Pedido escrito A. Informe todas as linhas dos registros em que aparece a palavra "dorsal", copiando cada uma delas inteira. Maiúsculas e minúsculas devem ser diferenciadas.
┄┄┄┄┄┄┄┄┄┄
Pode parecer que é desavergonhada a maneira direta que
usa para narrar as atitudes tomadas por ele e alcançar seus objetivo, mas uma
atenção extra fará ver que esta exposição tem muito mais o caráter de exorcismo de que de descaramento. Tem-se a
afirmação do próprio narrador de que há intenção de publicar a obra sim, mas
sob um pseudônimo, condição que dá a ele todo o distanciamento e liberdade para
ser o mais honesto possível. Paulo Honório não poupa as autocríticas e mostra
que as considerações que recebe devem-se muito mais ao temor do que ao respeito
que ele inspira aos que o cercam.
Começo declarando que me chamo Paulo Honório,
peso oitenta e nove quilos e completei cinquenta anos pelo São Pedro. A idade,
o peso, as sobrancelhas cerradas e grisalhas, este rosto vermelho e cabeludo
têm-me rendido muita consideração. Quando me faltavam estas qualidade, a
consideração era menor. (RAMOS, 1985, p.12)
┄┄┄┄┄┄┄┄┄┄
Pedido escrito B. Reproduza sem alterações a passagem do texto sobre Paulo Honório que vai de "Pode parecer que" até "que o cercam.".
┄┄┄┄┄┄┄┄┄┄
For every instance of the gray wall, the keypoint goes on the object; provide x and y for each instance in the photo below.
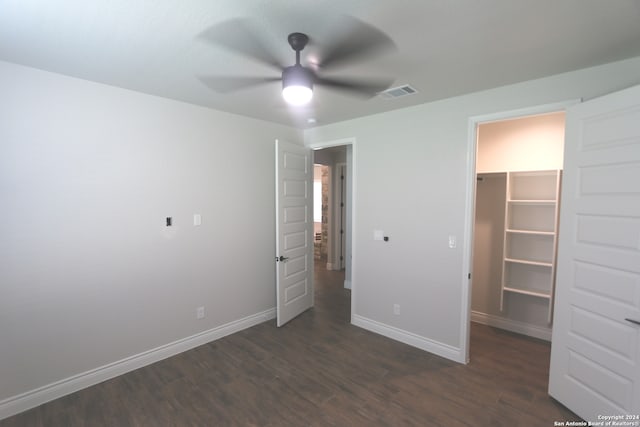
(412, 169)
(89, 274)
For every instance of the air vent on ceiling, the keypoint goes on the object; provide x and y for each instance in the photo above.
(397, 92)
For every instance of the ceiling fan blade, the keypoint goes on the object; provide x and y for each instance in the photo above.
(239, 36)
(228, 84)
(359, 87)
(355, 41)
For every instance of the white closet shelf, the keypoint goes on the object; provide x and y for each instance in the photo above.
(532, 202)
(526, 292)
(536, 232)
(529, 262)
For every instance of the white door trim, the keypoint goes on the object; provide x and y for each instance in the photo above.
(336, 143)
(469, 212)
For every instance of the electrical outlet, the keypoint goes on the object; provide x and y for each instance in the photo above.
(396, 309)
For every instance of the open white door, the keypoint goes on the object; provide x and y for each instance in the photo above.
(294, 230)
(595, 354)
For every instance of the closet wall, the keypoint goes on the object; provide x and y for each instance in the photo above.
(532, 143)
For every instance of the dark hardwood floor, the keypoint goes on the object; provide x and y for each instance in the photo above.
(319, 370)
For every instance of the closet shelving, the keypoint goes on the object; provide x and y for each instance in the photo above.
(530, 235)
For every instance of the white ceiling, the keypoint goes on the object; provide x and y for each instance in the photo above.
(445, 47)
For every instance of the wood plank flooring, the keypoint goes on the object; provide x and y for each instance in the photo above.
(319, 370)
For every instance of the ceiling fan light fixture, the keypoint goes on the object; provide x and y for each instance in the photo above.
(297, 85)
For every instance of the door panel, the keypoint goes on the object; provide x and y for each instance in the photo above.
(294, 228)
(595, 357)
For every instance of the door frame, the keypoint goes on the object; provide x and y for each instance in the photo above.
(470, 204)
(351, 211)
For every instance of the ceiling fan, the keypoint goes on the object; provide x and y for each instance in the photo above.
(359, 41)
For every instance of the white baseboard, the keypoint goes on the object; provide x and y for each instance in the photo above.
(33, 398)
(512, 325)
(435, 347)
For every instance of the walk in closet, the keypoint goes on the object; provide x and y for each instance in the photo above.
(519, 176)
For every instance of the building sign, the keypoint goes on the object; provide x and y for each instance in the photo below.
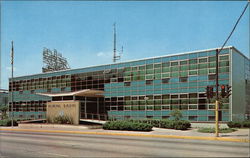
(64, 108)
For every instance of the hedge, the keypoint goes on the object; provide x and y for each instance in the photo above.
(169, 124)
(7, 122)
(127, 125)
(239, 124)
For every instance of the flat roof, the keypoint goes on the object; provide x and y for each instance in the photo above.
(84, 93)
(169, 55)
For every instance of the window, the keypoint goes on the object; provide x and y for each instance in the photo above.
(126, 84)
(183, 79)
(165, 80)
(211, 77)
(149, 82)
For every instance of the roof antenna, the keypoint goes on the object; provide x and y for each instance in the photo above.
(116, 57)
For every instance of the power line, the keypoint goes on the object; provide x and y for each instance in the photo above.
(234, 27)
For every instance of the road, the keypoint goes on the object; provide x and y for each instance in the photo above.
(32, 144)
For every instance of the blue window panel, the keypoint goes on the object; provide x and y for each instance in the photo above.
(113, 66)
(158, 92)
(134, 93)
(210, 112)
(150, 61)
(202, 89)
(165, 91)
(193, 55)
(192, 84)
(165, 86)
(192, 90)
(149, 87)
(141, 88)
(224, 76)
(211, 82)
(184, 118)
(176, 85)
(141, 92)
(225, 118)
(202, 112)
(212, 53)
(174, 91)
(157, 87)
(157, 113)
(182, 57)
(202, 78)
(202, 118)
(192, 112)
(149, 92)
(200, 84)
(184, 90)
(141, 82)
(107, 85)
(202, 54)
(225, 112)
(165, 59)
(149, 113)
(173, 80)
(138, 113)
(157, 60)
(157, 81)
(166, 113)
(224, 51)
(183, 85)
(134, 83)
(225, 82)
(128, 113)
(193, 78)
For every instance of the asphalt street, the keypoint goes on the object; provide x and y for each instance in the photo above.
(33, 144)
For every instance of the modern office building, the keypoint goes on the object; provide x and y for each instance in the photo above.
(141, 89)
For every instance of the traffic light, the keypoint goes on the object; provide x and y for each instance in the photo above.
(228, 91)
(223, 91)
(210, 92)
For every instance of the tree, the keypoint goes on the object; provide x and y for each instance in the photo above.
(176, 114)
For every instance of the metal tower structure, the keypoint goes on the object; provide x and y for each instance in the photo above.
(53, 61)
(116, 57)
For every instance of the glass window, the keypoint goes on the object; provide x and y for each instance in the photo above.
(183, 62)
(192, 61)
(151, 66)
(126, 84)
(194, 72)
(183, 79)
(165, 80)
(203, 60)
(149, 82)
(175, 63)
(212, 59)
(165, 64)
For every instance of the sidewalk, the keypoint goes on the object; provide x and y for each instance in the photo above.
(242, 135)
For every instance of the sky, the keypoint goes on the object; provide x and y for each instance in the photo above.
(83, 31)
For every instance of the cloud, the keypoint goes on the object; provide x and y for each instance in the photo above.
(9, 68)
(104, 54)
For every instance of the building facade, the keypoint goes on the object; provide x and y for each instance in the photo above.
(146, 88)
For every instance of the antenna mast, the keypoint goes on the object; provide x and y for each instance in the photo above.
(115, 57)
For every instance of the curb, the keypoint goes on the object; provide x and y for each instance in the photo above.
(137, 135)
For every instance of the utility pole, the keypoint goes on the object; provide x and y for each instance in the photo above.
(217, 96)
(12, 63)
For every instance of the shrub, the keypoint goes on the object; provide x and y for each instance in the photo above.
(127, 125)
(234, 124)
(7, 122)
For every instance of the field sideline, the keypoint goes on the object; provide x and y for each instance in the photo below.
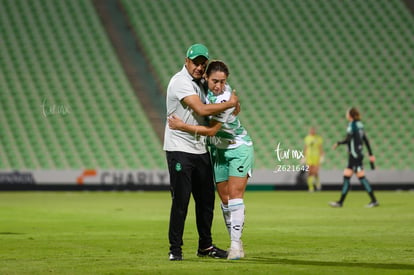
(126, 233)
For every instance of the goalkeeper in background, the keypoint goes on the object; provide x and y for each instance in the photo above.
(313, 157)
(355, 139)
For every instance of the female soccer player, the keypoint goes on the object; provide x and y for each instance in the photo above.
(355, 139)
(232, 154)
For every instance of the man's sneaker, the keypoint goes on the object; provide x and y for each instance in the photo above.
(234, 254)
(335, 204)
(372, 204)
(176, 257)
(213, 252)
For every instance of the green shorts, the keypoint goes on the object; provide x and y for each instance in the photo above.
(236, 162)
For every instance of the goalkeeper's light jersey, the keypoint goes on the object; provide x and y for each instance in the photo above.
(232, 134)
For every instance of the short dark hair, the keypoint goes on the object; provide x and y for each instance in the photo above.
(354, 113)
(217, 66)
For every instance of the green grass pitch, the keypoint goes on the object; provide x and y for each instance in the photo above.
(126, 233)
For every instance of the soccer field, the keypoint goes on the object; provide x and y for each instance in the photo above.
(126, 233)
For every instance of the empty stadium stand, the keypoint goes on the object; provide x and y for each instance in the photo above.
(66, 102)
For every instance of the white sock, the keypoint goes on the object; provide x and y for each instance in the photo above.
(236, 207)
(226, 216)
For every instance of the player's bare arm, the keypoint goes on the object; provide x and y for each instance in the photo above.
(176, 123)
(194, 102)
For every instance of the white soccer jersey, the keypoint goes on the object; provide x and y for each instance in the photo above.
(232, 134)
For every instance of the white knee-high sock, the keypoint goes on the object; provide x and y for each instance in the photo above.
(236, 207)
(226, 216)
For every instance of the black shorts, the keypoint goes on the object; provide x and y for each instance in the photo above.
(355, 163)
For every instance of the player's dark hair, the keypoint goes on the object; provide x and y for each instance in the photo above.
(354, 113)
(217, 66)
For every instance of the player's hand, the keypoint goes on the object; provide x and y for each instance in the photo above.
(174, 122)
(234, 99)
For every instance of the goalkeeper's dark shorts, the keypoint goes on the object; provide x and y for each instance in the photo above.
(355, 163)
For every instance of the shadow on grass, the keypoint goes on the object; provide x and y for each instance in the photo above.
(264, 260)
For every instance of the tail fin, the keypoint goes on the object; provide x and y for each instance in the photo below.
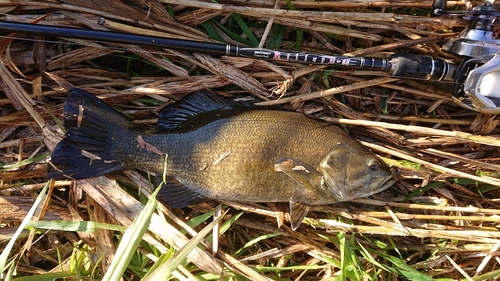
(85, 150)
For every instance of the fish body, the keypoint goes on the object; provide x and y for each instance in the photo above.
(219, 149)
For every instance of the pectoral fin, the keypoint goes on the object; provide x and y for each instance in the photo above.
(176, 195)
(298, 211)
(302, 173)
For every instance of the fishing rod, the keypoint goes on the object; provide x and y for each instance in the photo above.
(400, 65)
(475, 81)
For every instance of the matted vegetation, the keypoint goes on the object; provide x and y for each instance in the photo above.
(439, 221)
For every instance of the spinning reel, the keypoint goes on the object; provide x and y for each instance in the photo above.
(477, 79)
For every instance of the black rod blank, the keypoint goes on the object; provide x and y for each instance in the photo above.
(194, 46)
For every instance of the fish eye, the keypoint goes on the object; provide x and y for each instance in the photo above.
(373, 164)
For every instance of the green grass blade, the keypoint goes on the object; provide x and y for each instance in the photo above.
(130, 240)
(88, 226)
(6, 251)
(256, 240)
(45, 277)
(164, 271)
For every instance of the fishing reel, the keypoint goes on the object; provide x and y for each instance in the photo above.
(477, 78)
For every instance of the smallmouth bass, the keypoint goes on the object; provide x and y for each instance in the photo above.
(220, 149)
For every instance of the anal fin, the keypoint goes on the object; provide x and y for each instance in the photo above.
(298, 211)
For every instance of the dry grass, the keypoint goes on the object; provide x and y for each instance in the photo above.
(440, 219)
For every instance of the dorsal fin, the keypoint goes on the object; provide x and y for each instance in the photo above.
(197, 109)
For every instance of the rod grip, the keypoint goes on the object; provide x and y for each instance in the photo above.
(421, 67)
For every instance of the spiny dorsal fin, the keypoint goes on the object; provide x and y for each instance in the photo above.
(198, 109)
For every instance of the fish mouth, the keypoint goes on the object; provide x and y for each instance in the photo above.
(389, 181)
┄┄┄┄┄┄┄┄┄┄
Solução detalhada A.
For every instance of the dorsal fin, the keypoint goes on the object; provide x and y for each instance in the photo above.
For every instance of the spiny dorsal fin, the keypoint goes on the object; provide x and y for each instance in the photo above.

Solução detalhada B.
Pode parecer que é desavergonhada a maneira direta que
usa para narrar as atitudes tomadas por ele e alcançar seus objetivo, mas uma
atenção extra fará ver que esta exposição tem muito mais o caráter de exorcismo de que de descaramento. Tem-se a
afirmação do próprio narrador de que há intenção de publicar a obra sim, mas
sob um pseudônimo, condição que dá a ele todo o distanciamento e liberdade para
ser o mais honesto possível. Paulo Honório não poupa as autocríticas e mostra
que as considerações que recebe devem-se muito mais ao temor do que ao respeito
que ele inspira aos que o cercam.